→ Stated goal
How many of the lines below contain the string "pillow"? State only the number.

[start of Available data]

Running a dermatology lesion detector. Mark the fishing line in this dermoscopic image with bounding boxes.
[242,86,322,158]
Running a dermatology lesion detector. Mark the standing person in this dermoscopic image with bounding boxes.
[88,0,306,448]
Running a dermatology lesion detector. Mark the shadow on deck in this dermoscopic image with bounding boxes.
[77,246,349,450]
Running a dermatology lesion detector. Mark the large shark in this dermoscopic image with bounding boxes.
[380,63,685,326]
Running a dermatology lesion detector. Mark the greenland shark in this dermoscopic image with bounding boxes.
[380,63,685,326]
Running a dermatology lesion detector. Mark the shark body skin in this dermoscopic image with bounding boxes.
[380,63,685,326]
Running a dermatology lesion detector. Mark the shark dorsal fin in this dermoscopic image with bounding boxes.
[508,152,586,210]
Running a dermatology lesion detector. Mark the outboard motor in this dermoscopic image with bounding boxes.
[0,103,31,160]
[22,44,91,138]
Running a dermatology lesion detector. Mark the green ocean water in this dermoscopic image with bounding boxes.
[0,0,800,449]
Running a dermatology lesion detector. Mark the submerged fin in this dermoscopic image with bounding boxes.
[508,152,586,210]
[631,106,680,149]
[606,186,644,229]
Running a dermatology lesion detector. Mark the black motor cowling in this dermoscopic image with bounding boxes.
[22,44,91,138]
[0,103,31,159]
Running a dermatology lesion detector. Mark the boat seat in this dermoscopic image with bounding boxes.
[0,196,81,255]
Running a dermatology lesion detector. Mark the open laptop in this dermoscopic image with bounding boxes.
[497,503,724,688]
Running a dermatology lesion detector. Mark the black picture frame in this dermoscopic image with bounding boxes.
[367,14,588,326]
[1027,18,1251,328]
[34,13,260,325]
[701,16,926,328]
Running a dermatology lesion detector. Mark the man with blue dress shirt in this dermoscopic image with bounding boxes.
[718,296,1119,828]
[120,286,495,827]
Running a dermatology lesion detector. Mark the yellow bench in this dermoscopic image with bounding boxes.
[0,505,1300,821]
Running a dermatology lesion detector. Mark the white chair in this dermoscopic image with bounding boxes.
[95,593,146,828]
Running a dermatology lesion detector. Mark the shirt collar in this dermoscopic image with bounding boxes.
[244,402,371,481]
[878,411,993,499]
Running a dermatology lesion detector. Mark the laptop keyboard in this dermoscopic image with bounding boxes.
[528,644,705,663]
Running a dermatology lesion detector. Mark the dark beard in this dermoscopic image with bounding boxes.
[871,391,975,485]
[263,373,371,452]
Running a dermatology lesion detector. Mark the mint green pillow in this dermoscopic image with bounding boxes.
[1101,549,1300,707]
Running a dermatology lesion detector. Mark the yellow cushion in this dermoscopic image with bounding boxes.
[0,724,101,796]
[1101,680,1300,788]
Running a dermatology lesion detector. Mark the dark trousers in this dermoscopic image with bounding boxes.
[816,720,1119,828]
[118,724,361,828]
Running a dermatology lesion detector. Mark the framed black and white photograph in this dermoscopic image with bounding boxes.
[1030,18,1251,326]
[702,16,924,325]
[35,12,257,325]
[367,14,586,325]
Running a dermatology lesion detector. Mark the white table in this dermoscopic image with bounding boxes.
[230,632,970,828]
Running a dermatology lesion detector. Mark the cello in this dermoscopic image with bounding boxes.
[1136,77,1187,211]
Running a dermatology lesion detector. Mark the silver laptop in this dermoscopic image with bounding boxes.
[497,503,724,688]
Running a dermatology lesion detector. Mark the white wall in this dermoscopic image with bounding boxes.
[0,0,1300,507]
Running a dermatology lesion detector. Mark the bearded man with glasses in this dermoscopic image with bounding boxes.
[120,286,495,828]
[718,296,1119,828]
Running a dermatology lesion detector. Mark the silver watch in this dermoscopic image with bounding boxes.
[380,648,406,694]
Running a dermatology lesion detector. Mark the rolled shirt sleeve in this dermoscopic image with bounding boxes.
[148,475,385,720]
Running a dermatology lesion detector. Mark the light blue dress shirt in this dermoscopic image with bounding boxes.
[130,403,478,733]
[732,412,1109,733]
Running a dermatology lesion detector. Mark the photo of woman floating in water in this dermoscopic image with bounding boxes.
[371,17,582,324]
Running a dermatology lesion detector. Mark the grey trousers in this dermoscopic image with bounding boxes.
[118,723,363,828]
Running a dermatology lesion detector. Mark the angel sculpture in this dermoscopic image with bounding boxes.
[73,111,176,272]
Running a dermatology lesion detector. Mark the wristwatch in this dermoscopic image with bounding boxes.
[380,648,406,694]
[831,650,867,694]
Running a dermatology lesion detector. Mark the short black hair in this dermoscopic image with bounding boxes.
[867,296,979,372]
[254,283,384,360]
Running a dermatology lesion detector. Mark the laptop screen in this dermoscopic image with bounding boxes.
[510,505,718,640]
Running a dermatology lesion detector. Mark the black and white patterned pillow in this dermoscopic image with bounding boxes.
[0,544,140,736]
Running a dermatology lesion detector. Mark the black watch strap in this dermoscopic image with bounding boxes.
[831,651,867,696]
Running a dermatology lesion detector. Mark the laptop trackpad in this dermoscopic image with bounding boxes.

[end of Available data]

→ Task output
2